Biomedical engineering professor Kyle Quinn has received a four-year, $1.6 million grant from the National Institutes of Health to develop non-invasive, real-time “optical biopsies” of chronic skin wounds.
The goal of Quinn and researchers in his lab is to provide digital histopathology images — the microscopic examination of tissue to study the manifestation and progression of disease — and other quantitative information without the need for an invasive biopsy, tissue processing and staining with histology dyes.
Chronic wounds are skin injuries that fail to progress through the normal healing process. There are many types of chronic wounds, including pressure ulcers, diabetic foot ulcers, venous stasis ulcers and arterial insufficiency ulcers. These non-healing wounds can have different underlying causes, but are often characterized by inflamed tissue, poor blood circulation, callus formation or infection. They affect more than 150 million people worldwide and cost approximately $50 billion in health care annually in the United States alone.
The initial clinical assessment of a chronic skin wound involves visual inspection, but more detailed characterization relies on histological analysis of wound tissue biopsies. While this approach is useful in clinics and research labs for understanding wound pathophysiology and developing new products to treat chronic skin wounds, it is inherently invasive, time-consuming and qualitative.
For several years, Quinn has been working on an alternative, quantitative imaging system that addresses some limitations of conventional histological analysis. Researchers in his lab use multiphoton microscopy to view tissue in three dimensions at the cellular level and generate 3D maps of wound metabolism. This imaging technique is non-invasive, which allows them to measure changes in cellular metabolism and skin organization over time within the same wounds.
Although their metabolic imaging technique can provide highly detailed assessments of cellular function, the analysis of their image data takes time. Researchers must manually map relevant image regions to specific layers of the skin or wound regions, which is a slow and tedious process. To speed it up, Quinn has partnered with Justin Zhan, professor of computer science and computer engineering. Zhan, a data science expert, is helping Quinn combine multiphoton microscopy and “deep learning,” an artificial intelligence-based approach to analysis.
Deep learning is a subset of machine learning, which uses computer algorithms to extract meaningful information from data, using neural networks inspired by the organization of neurons that make up the human brain. Deep learning uses computer algorithms to train neural networks with multiple layers, which enables the algorithm to learn more complex tasks. The deep learning approach will enable Quinn to provide rapid quantitative analysis of chronic skin wounds.
“Through deep learning we can train a computer algorithm to delineate wound regions accurately and very quickly,” Quinn said. “This will greatly speed up our analysis and remove the subjectivity and bias that is inherent when you ask humans to assess images and identify features.”
Quinn and Jake Jones, Quinn’s former doctoral student, have published preliminary results on the use of deep learning to identify wound features in the Journal of Investigative Dermatology and Lasers in Surgery and Medicine. Jones, who earned his Ph.D. and now works as a product manager for an optics manufacturing company, performed most of the preliminary work.
In addition to Zhan, Quinn will collaborate with leaders in the wound healing field, including Aristidis Veves, research director of the Joslin-Beth Israel Deaconess Foot Center, and Marjana Tomic Canic, professor of dermatology at the University of Miami. By combining wound image data from multiple labs, the team will have a more diverse set of data to rigorously train neural networks that can broadly work for different kinds of wounds.

TASK LIST –
**1.** Answer these questions using the article on chronic wound imaging:
(a) How long does the National Institutes of Health grant run, and how much is it worth?
(b) How many people worldwide do chronic wounds affect?
(c) In which two journals were the preliminary deep learning results published?
**2.** Copy the passage from the article on chronic wound imaging that opens with the words containing "For several years, Quinn" and closes with "the same wounds.".
**3.** List every type of chronic wound that the article on chronic wound imaging names.

[Records from a data source]
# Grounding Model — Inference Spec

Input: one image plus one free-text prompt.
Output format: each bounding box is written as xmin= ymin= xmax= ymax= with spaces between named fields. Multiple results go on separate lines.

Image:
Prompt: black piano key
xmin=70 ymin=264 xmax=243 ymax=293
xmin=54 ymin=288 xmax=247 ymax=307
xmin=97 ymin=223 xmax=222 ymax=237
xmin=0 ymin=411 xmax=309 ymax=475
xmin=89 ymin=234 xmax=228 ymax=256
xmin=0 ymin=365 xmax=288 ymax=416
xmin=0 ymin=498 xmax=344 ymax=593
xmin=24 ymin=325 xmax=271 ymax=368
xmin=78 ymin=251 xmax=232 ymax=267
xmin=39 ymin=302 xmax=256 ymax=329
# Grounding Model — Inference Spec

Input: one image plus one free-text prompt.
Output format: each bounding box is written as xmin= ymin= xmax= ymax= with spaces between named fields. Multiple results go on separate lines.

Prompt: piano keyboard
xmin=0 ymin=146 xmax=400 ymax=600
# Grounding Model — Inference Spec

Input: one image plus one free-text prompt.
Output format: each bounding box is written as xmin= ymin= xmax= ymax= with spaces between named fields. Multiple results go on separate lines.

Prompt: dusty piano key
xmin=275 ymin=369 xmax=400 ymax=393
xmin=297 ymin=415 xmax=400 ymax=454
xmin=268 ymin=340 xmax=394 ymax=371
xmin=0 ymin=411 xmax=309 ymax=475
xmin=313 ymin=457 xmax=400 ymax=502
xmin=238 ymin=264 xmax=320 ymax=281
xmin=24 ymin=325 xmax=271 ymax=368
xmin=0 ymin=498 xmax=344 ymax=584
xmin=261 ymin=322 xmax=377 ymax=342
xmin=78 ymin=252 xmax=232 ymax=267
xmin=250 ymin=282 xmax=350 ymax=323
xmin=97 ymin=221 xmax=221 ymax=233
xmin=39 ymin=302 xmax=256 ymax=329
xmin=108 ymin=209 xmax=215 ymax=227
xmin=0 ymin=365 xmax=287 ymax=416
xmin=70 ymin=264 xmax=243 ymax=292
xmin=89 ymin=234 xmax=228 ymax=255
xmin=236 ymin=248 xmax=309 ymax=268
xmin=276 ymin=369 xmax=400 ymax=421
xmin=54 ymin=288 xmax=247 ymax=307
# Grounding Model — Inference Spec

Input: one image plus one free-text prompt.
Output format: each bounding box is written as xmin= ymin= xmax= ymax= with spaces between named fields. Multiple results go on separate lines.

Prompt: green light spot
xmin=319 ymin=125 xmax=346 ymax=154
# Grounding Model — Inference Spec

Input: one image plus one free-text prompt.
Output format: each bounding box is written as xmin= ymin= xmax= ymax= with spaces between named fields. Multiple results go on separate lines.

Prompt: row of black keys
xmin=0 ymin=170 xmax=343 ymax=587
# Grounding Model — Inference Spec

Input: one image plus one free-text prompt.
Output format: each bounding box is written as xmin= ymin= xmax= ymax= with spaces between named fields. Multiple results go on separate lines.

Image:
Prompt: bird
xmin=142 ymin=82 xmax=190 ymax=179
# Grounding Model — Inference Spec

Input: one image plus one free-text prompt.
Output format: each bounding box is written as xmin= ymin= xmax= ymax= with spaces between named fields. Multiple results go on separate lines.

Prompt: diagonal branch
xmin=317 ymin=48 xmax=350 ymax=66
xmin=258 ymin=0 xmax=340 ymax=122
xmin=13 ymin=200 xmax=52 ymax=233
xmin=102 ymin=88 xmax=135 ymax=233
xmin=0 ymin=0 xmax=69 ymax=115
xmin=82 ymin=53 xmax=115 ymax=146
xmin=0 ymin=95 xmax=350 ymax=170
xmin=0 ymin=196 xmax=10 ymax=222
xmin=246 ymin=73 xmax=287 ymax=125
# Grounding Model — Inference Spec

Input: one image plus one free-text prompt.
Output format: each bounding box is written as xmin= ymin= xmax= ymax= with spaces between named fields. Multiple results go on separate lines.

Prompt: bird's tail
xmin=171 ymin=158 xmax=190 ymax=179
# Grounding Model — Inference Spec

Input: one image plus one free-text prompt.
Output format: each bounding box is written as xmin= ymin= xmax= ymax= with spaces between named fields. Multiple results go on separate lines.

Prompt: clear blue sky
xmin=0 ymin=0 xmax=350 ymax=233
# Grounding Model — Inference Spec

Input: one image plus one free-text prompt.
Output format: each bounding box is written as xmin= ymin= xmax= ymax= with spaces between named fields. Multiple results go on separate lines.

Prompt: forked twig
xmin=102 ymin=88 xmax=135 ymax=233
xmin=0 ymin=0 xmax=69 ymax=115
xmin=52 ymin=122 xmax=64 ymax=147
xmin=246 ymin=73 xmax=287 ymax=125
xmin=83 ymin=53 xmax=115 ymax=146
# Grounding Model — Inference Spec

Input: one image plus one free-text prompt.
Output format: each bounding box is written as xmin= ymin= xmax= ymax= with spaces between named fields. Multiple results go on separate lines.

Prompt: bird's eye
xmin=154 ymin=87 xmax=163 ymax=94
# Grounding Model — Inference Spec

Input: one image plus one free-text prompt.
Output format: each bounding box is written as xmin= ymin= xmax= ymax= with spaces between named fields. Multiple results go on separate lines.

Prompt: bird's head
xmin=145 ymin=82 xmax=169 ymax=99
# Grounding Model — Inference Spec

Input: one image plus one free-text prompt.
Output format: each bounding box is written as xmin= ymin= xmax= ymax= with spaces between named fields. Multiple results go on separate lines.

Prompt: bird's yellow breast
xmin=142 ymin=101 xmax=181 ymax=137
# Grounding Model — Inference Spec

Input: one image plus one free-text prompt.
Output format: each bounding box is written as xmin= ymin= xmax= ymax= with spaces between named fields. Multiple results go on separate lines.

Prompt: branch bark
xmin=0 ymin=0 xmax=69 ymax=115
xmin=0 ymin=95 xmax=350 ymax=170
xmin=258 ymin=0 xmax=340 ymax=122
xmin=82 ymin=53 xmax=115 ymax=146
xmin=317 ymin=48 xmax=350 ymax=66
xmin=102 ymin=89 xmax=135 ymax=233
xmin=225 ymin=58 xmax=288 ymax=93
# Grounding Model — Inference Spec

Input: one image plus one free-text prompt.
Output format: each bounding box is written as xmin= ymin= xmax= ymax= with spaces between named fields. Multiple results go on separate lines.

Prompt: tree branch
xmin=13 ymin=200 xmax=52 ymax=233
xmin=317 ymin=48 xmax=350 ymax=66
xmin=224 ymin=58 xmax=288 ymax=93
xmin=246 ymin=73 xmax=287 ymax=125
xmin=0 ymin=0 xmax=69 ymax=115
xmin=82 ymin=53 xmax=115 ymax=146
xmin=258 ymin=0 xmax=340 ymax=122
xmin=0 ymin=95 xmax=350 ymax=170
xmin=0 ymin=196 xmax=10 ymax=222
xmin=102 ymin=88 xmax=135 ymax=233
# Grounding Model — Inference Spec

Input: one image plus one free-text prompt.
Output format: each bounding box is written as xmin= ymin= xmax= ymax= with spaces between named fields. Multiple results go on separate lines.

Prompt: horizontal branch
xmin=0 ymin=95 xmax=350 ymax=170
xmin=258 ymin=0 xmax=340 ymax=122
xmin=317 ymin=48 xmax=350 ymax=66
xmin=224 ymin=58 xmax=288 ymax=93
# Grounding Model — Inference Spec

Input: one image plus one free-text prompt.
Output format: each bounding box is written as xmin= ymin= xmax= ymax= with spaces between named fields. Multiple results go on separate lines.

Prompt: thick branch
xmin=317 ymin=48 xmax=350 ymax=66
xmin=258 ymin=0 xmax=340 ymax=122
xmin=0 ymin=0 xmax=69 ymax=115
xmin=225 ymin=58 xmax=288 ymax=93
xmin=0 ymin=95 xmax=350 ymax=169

RESULTS BY TASK –
**1.**
(a) It is a four-year grant worth $1.6 million.
(b) More than 150 million people.
(c) The Journal of Investigative Dermatology and Lasers in Surgery and Medicine.

**2.**
For several years, Quinn has been working on an alternative, quantitative imaging system that addresses some limitations of conventional histological analysis. Researchers in his lab use multiphoton microscopy to view tissue in three dimensions at the cellular level and generate 3D maps of wound metabolism. This imaging technique is non-invasive, which allows them to measure changes in cellular metabolism and skin organization over time within the same wounds.

**3.**
Pressure ulcers
Diabetic foot ulcers
Venous stasis ulcers
Arterial insufficiency ulcers